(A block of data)
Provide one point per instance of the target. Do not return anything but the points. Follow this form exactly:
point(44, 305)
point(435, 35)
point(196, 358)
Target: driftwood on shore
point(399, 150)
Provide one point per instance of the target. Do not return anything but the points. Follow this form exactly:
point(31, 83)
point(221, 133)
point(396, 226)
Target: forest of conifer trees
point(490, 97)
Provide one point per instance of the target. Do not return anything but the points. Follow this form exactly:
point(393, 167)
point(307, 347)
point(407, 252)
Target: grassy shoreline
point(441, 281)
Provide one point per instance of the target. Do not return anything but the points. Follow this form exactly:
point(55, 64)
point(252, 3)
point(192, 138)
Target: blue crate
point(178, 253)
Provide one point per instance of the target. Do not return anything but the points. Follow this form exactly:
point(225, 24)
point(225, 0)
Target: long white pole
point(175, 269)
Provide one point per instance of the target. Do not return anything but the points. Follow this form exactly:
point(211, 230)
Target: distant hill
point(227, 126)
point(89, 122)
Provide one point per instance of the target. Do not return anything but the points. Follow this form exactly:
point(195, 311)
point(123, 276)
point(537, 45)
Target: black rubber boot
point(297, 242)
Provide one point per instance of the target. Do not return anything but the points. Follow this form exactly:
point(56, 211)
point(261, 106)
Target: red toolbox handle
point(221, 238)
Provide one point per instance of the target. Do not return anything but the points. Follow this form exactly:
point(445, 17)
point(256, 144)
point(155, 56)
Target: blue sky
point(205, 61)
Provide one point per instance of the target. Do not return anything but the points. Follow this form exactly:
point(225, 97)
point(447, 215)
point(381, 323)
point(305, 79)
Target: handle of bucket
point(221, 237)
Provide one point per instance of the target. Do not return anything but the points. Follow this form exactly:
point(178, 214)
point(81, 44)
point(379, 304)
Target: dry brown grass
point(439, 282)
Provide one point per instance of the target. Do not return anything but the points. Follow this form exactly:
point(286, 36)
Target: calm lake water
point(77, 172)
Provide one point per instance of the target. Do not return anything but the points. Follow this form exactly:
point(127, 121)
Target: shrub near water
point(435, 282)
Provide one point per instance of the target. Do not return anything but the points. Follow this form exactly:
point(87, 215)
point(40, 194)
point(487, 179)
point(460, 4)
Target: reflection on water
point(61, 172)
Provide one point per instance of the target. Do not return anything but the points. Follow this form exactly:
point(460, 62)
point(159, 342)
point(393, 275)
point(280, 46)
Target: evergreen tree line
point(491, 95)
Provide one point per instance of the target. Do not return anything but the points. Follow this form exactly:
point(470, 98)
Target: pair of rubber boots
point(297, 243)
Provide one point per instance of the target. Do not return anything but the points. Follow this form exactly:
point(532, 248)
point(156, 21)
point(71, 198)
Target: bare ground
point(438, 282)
...
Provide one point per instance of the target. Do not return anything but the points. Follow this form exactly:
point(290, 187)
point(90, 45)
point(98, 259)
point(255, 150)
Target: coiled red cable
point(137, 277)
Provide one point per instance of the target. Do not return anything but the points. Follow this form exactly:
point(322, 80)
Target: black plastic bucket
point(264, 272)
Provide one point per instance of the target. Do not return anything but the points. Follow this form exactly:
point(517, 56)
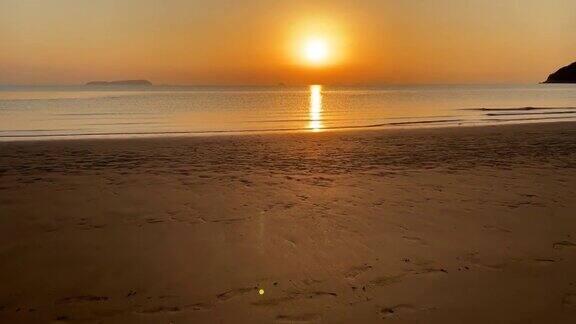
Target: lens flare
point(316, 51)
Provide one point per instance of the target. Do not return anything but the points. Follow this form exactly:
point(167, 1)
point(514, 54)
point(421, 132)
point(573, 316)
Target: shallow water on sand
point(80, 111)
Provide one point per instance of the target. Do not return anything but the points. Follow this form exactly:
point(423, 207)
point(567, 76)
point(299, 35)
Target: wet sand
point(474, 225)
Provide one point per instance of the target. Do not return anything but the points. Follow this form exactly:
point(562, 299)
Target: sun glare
==
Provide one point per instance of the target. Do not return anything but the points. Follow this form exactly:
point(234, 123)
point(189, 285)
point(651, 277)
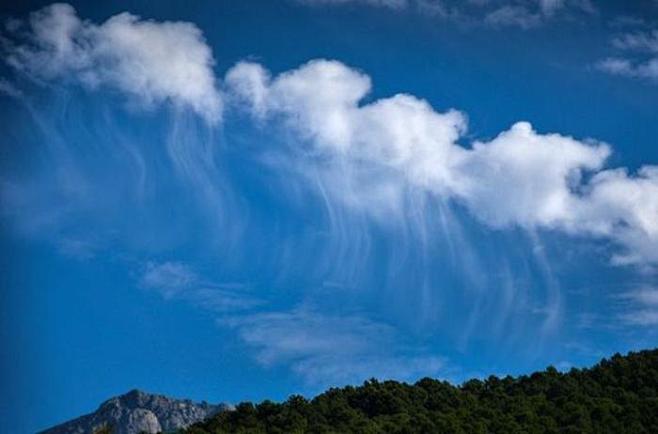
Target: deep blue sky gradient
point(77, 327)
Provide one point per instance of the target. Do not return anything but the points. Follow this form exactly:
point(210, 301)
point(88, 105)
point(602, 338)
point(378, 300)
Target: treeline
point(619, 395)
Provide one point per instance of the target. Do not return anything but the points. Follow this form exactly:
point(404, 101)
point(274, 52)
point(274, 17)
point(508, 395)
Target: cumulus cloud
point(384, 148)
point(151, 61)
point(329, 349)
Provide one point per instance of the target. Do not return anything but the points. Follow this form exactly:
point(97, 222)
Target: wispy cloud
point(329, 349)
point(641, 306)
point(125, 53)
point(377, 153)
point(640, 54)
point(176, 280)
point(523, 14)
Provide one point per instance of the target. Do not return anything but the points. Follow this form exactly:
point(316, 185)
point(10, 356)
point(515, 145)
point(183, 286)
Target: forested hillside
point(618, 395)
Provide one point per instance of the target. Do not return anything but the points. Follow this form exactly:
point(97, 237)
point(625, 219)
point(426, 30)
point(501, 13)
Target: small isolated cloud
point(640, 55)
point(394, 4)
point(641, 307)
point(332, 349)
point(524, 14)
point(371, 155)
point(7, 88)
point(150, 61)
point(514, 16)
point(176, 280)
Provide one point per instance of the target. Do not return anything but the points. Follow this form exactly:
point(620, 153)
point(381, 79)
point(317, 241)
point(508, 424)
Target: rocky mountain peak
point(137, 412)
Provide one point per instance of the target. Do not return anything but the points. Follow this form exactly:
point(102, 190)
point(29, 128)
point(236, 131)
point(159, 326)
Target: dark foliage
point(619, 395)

> **Direction**: Which lines in the material above contain the string "sand"? Pull out each of those lines in full.

> **Response to the exercise**:
Target: shallow water on sand
Target: wet sand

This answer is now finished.